# Aim A
Translate this sentence from the excerpt on SGD and Adam into Spanish: "Coordinates with large gradients receive smaller steps, while coordinates with small gradients receive larger steps."
# Aim B
Return the passage of the excerpt on SGD and Adam from "The second problem is" up to and including "in the gradient.", copied word for word.
# Aim C
Decide whether each statement agrees with the excerpt on SGD and Adam, answering yes or no and quoting the words of the excerpt that settle it: (i) Adam tracks two quantities in addition to the minibatch gradient. (ii) SGD uses a separate learning rate for each coordinate. (iii) Minibatch gradients have low variance.

# Document excerpt
— Begin —

This minibatch gradient $g_t$ is an unbiased estimate of the true gradient. Replacing the full gradient with this estimate gives stochastic gradient descent (SGD), which updates the parameters as

\[\theta_{t+1} = \theta_t - \eta g_t.\]

This update rule has two well-known problems.

The first problem is gradient noise. Minibatch gradients have high variance and can produce large outliers, causing the iterates to jitter rather than move smoothly toward the optimum.

The second problem is that SGD uses one learning rate for all coordinates. If the loss landscape is ill-conditioned and some directions require small steps while others require large steps, SGD struggles to converge.

Adam

Adam addresses both problems by tracking two quantities in addition to the minibatch gradient.

To solve the first problem, Adam maintains an exponential moving average of the gradients.

\[m_t = \beta_1 m_{t-1} + (1-\beta_1) g_t.\]

Instead of using the raw minibatch gradient $g_t$, Adam’s update rule uses the smoothed estimate $m_t$, which averages out noise across iterations. The hyperparameter $\beta_1$ controls how long the memory of past gradients lasts. A larger $\beta_1$ produces more smoothing but slower adaptation to changes in the gradient.

To solve the second problem, Adam maintains an exponential moving average of the elementwise squared gradients.

\[v_t = \beta_2 v_{t-1} + (1-\beta_2) \, g_t \odot g_t.\]

This quantity estimates the second moment of each coordinate. The update rule divides the gradient by $\sqrt{v_t}$, giving per-coordinate step sizes that are inversely proportional to historical gradient magnitudes. Coordinates with large gradients receive smaller steps, while coordinates with small gradients receive larger steps.

— End —

# Data shown

— Begin —

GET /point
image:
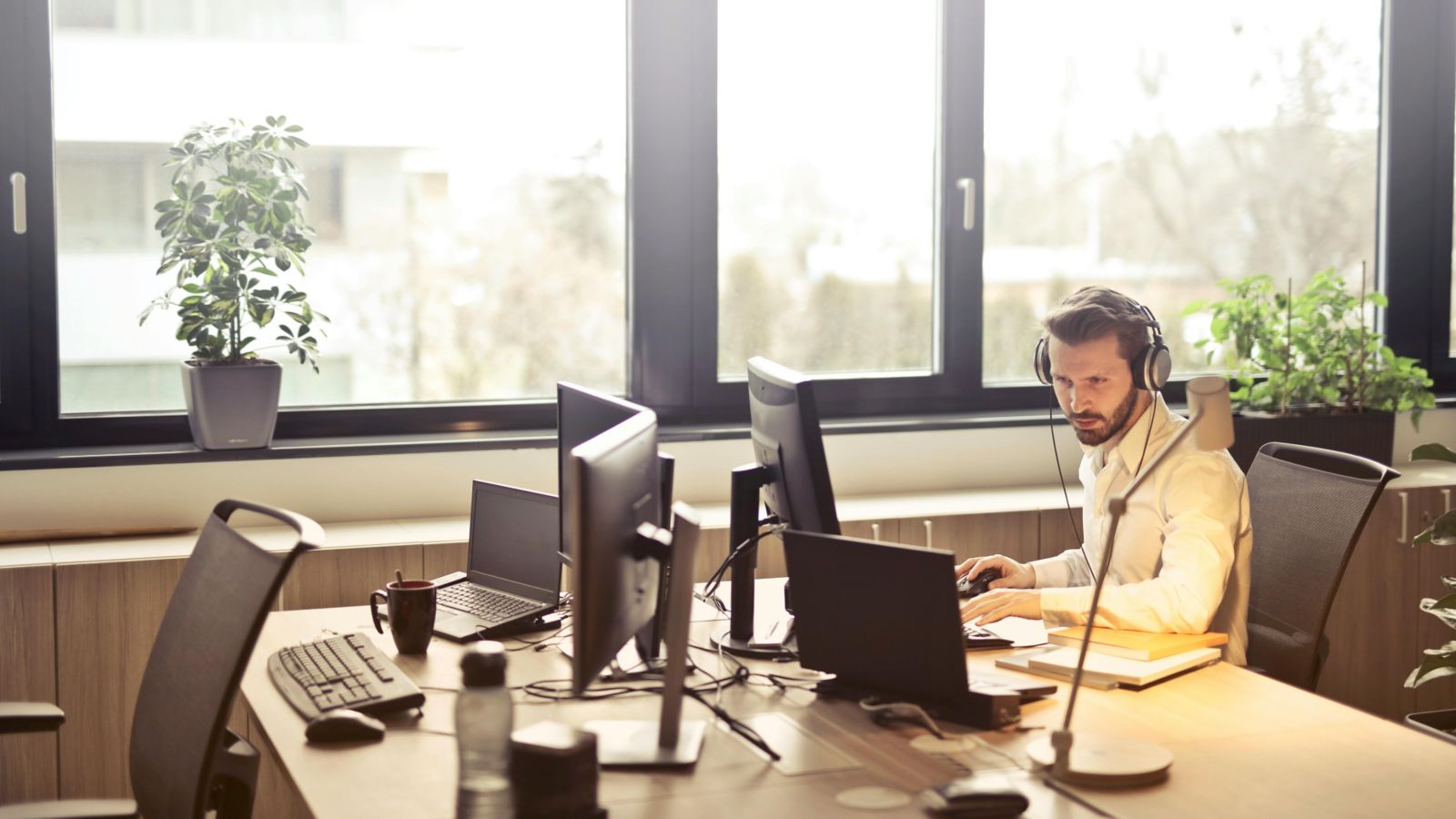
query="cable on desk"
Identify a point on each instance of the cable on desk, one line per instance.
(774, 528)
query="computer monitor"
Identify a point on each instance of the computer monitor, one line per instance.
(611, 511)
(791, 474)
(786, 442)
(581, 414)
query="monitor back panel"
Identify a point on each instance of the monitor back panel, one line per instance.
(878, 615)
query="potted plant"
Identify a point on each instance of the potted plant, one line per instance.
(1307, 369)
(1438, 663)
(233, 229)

— End —
— Begin —

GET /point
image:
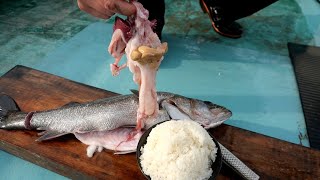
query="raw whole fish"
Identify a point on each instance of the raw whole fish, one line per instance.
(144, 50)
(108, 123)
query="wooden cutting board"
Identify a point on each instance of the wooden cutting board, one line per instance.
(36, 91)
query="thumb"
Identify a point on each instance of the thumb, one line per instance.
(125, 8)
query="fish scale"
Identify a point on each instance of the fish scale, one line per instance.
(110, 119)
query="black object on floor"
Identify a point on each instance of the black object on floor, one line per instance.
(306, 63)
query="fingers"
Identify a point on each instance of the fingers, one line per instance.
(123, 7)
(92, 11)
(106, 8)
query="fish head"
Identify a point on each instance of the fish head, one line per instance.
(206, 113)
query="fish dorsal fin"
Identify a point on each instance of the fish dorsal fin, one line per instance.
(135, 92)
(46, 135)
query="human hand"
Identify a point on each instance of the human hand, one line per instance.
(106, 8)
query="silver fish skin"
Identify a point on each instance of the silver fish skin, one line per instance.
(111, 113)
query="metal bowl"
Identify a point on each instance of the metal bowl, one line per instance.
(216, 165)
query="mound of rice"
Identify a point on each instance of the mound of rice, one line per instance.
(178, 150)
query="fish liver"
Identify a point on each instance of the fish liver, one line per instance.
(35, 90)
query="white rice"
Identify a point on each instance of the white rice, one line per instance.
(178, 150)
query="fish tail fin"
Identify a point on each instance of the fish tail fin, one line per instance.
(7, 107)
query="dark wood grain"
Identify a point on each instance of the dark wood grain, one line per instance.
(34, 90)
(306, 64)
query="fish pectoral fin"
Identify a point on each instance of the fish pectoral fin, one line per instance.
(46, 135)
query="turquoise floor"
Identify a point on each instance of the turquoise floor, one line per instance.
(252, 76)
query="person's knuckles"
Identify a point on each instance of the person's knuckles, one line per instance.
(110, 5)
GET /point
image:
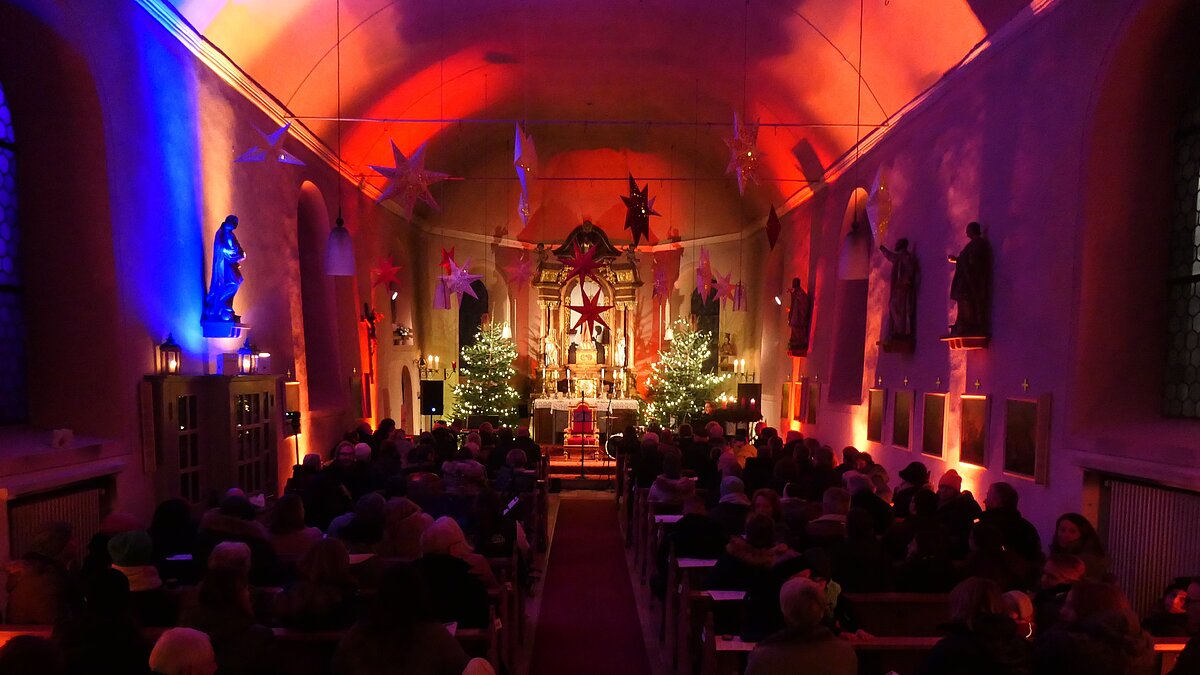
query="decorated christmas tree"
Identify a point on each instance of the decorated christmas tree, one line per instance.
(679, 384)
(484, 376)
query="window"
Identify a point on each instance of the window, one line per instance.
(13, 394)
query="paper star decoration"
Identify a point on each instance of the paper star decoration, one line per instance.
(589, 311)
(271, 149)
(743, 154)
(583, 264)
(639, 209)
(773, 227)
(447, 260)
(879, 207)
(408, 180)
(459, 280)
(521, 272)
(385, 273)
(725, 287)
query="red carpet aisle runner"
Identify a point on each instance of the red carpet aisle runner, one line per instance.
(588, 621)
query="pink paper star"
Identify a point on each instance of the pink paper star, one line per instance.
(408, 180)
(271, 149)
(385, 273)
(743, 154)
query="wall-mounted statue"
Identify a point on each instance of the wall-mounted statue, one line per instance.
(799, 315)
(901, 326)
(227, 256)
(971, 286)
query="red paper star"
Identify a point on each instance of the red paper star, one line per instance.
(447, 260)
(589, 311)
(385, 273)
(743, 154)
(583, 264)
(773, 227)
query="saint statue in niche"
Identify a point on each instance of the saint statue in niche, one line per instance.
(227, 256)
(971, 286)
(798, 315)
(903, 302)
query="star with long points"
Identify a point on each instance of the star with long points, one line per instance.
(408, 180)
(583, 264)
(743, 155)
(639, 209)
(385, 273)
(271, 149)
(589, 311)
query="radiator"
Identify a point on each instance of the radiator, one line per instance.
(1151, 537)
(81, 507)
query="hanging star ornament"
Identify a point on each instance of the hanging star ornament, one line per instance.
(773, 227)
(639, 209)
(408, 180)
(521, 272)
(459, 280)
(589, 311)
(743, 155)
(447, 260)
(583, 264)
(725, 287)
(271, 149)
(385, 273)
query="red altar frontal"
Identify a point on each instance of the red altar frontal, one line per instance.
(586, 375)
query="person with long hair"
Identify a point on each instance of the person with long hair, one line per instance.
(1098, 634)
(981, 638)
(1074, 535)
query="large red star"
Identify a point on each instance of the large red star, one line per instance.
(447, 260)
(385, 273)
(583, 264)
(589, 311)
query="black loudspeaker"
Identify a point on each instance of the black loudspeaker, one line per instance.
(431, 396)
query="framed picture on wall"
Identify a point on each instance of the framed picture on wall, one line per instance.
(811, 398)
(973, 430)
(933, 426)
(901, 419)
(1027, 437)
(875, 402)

— End —
— Begin —

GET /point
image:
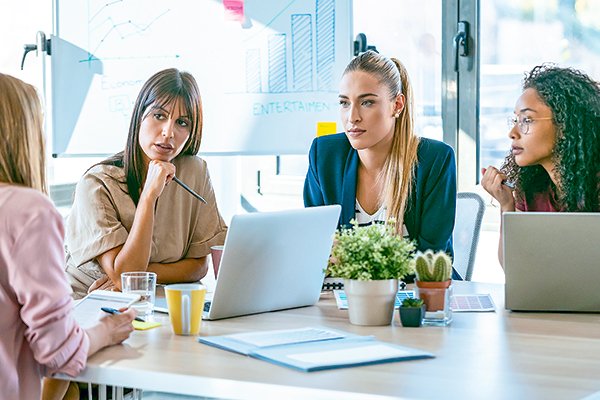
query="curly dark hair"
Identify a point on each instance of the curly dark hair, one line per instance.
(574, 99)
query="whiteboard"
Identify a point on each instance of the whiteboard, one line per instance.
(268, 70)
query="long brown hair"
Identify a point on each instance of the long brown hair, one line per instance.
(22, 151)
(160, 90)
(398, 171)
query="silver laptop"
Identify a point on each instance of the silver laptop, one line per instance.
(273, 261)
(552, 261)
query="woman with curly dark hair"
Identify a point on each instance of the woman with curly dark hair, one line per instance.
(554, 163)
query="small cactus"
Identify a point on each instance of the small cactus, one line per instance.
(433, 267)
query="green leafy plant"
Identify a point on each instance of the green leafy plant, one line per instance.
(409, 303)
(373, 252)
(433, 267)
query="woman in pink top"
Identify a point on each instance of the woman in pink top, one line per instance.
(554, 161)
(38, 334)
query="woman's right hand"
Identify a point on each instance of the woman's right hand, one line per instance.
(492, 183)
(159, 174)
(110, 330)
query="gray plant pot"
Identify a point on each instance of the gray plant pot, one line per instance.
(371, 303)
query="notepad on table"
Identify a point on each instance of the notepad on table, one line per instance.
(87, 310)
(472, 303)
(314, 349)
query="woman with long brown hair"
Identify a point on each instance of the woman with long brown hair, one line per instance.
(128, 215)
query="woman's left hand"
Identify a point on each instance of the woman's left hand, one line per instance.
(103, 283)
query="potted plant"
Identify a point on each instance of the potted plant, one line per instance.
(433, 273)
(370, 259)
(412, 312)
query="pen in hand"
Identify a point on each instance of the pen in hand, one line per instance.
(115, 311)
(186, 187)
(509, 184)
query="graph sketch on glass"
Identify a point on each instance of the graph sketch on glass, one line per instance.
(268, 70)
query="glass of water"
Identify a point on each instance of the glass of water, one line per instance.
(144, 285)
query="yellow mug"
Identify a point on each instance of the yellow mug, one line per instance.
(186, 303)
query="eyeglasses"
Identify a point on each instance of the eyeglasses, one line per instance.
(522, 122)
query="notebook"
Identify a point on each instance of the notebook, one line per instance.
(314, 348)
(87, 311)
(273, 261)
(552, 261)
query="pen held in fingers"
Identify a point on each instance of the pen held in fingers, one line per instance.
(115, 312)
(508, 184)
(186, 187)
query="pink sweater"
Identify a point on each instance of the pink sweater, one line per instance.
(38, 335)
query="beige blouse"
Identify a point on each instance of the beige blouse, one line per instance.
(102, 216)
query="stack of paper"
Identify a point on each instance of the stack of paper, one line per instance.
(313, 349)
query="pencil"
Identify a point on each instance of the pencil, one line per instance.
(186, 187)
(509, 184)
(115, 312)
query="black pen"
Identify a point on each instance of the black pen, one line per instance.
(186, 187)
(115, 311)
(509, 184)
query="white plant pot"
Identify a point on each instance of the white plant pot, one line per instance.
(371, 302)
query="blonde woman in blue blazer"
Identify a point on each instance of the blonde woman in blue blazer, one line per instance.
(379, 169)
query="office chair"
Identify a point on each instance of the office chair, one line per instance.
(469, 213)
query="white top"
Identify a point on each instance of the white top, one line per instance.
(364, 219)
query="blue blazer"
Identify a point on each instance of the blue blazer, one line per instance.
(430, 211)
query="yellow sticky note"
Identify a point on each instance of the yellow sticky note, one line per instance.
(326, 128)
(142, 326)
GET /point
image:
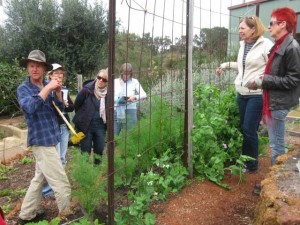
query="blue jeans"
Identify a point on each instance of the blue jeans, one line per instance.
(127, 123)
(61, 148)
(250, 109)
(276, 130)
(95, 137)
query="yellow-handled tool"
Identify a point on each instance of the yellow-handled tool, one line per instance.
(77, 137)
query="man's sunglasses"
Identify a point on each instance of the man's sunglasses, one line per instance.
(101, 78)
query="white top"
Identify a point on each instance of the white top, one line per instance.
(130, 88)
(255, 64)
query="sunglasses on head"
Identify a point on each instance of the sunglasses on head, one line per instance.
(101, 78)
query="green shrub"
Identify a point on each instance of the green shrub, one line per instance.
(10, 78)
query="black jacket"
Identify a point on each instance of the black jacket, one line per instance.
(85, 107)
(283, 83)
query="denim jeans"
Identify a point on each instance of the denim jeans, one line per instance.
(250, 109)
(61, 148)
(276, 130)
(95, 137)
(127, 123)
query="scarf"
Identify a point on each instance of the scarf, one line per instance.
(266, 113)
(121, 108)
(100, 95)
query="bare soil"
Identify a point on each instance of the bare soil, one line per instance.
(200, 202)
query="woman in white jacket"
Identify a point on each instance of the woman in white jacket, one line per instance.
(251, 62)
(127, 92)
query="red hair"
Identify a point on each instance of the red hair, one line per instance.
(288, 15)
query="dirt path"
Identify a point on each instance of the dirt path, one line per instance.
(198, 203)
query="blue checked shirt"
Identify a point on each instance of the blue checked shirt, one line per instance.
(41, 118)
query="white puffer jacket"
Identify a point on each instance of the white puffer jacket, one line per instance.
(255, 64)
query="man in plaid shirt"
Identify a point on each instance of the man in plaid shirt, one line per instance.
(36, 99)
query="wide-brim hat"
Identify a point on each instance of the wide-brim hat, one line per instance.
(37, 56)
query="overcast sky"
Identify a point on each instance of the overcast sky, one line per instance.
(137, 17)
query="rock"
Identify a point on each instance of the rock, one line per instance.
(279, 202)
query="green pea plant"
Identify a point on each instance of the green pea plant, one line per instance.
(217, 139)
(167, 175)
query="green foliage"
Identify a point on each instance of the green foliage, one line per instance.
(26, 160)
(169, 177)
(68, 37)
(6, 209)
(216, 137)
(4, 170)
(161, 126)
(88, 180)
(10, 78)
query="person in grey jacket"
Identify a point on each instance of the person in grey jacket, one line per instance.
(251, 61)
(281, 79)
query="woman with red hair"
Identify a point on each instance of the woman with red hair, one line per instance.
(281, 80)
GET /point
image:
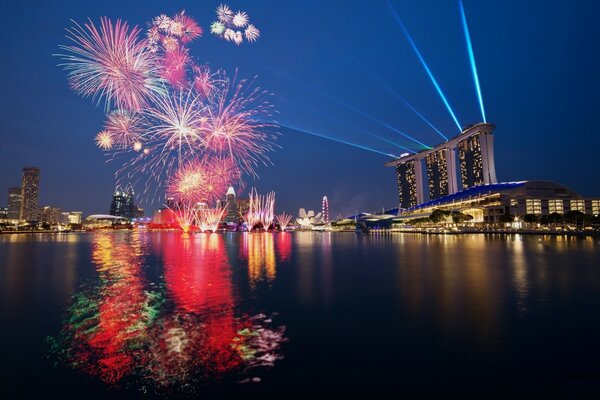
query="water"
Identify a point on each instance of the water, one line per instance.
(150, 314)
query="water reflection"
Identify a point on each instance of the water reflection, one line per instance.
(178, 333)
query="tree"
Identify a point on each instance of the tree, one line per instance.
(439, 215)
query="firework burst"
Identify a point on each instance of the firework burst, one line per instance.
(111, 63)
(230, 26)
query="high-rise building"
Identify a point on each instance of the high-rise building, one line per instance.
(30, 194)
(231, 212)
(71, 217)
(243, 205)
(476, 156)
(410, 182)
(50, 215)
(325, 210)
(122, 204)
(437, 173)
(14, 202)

— End —

# Answer A
Las coordenadas con gradientes grandes reciben pasos más pequeños, mientras que las coordenadas con gradientes pequeños reciben pasos más grandes.

# Answer B
The second problem is that SGD uses one learning rate for all coordinates. If the loss landscape is ill-conditioned and some directions require small steps while others require large steps, SGD struggles to converge.

Adam

Adam addresses both problems by tracking two quantities in addition to the minibatch gradient.

To solve the first problem, Adam maintains an exponential moving average of the gradients.

\[m_t = \beta_1 m_{t-1} + (1-\beta_1) g_t.\]

Instead of using the raw minibatch gradient $g_t$, Adam’s update rule uses the smoothed estimate $m_t$, which averages out noise across iterations. The hyperparameter $\beta_1$ controls how long the memory of past gradients lasts. A larger $\beta_1$ produces more smoothing but slower adaptation to changes in the gradient.

# Answer C
(i) Yes: "Adam addresses both problems by tracking two quantities in addition to the minibatch gradient."
(ii) No: "SGD uses one learning rate for all coordinates."
(iii) No: "Minibatch gradients have high variance and can produce large outliers"